Write the listing out once more, identical to the original but without pictures.

* _RECORDED INFORMATION_:

+++++

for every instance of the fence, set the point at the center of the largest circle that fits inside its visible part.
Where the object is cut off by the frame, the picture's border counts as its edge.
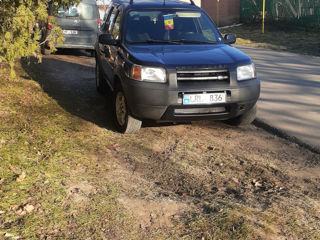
(299, 12)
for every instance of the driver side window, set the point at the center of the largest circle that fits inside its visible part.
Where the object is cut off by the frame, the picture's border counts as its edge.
(116, 26)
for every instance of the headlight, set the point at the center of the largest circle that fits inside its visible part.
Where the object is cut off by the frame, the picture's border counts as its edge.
(246, 72)
(148, 74)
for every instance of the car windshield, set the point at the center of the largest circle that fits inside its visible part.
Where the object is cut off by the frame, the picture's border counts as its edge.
(168, 26)
(84, 11)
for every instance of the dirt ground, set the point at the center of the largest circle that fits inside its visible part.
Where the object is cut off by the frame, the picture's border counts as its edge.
(199, 180)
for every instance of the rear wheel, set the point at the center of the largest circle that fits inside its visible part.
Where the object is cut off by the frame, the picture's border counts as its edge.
(123, 120)
(244, 119)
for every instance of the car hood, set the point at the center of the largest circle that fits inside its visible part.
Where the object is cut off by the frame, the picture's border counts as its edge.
(173, 56)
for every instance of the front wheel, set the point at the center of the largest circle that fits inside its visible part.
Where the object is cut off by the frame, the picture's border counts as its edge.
(123, 120)
(244, 119)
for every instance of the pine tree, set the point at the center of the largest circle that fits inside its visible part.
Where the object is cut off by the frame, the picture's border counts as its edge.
(20, 28)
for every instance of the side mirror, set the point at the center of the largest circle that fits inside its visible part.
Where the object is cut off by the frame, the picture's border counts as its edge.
(107, 39)
(230, 38)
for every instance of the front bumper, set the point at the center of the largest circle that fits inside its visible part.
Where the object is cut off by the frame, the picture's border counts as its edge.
(164, 101)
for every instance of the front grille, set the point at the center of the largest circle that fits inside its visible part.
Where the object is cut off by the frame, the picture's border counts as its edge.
(203, 75)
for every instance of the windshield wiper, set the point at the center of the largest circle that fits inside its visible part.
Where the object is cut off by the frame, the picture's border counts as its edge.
(194, 41)
(181, 41)
(154, 41)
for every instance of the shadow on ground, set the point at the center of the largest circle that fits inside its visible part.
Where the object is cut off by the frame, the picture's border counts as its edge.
(69, 77)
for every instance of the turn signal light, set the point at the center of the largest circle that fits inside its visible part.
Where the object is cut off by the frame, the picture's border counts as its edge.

+++++

* _YOUR SOLUTION_:
for every instance of the fence, set the point at the center of the largest circle that fits inside its visible part.
Where the object is cut off by the frame, the picture's border counts as its edge.
(299, 12)
for every instance of the driver side window, set the point at the center of the largest circle that fits inside its visible part.
Where the object is cut off by the frame, the picture's border counts as its edge.
(116, 26)
for every instance of the headlight, set the point at the center of the largest circle that fits inside its visible part.
Where the object is cut off by the frame, the picture's border counts as its edge.
(246, 72)
(148, 74)
for every instance of the car windshield, set the point at the center of the largest circle that fits inside its visible part.
Where the object is cut off by the frame, the picture's border counts as its edge.
(168, 26)
(84, 11)
for every instance of the dirt ground, set the point at the center of the largest circle that fits inside its visible part.
Where the object is cut off by the frame, the picture's border counts as its edge.
(199, 180)
for every instance of the rear wheel, set the point at the center of the largest circle that fits inside its visible part.
Where the object is cut off by the frame, the picture's border counts as its edge.
(123, 120)
(244, 119)
for every instance of the car hood, set the point at the center of the largest circle that fits inside its visible part.
Where the object is cut off by the frame, the picture's border counts as its edge.
(173, 56)
for every instance of the front wheel, set the point at the center of the largest circle that fits inside its visible part.
Where the object is cut off by the frame, the picture's border counts as its edge.
(123, 120)
(244, 119)
for every instance of the pine tree, set the point at the center of the largest circle that fits inside its visible part.
Where the object is cut off by the frame, the picture's border counts as its edge.
(20, 28)
for every instance of the side mirror, set the point at the center of the largest circle that fits inside its visible part.
Where the object is cut off by the frame, the picture's border counts as its edge.
(107, 39)
(230, 38)
for every instance of the front bumper, set the point at the center of the largest circle that fits inside its visible part.
Where the object is cut off by the frame, the picture's border counts as its edge.
(164, 101)
for every instance of the front grille, set the point at the center of the largest circle that fits inside its visible part.
Where the object is cut off by the frame, the picture's border counts as its edge.
(203, 75)
for every instance of the windshield wiper, set the point at the center of the largest circle that fits inside its visible part.
Where the object is cut off by the frame, the picture's border counts as its edge.
(194, 41)
(181, 41)
(154, 41)
for every instance of the shadow on ground, set the point at the center of the largest circle that fits inside its visible part.
Where the object is cut off by the frame, the picture's border counts as its edge.
(69, 77)
for every instance of the turn signal light, set the point at the center of the largest circle that fits inside its visible part.
Where the object is cut off by the frame, the picture's border counts as its edge.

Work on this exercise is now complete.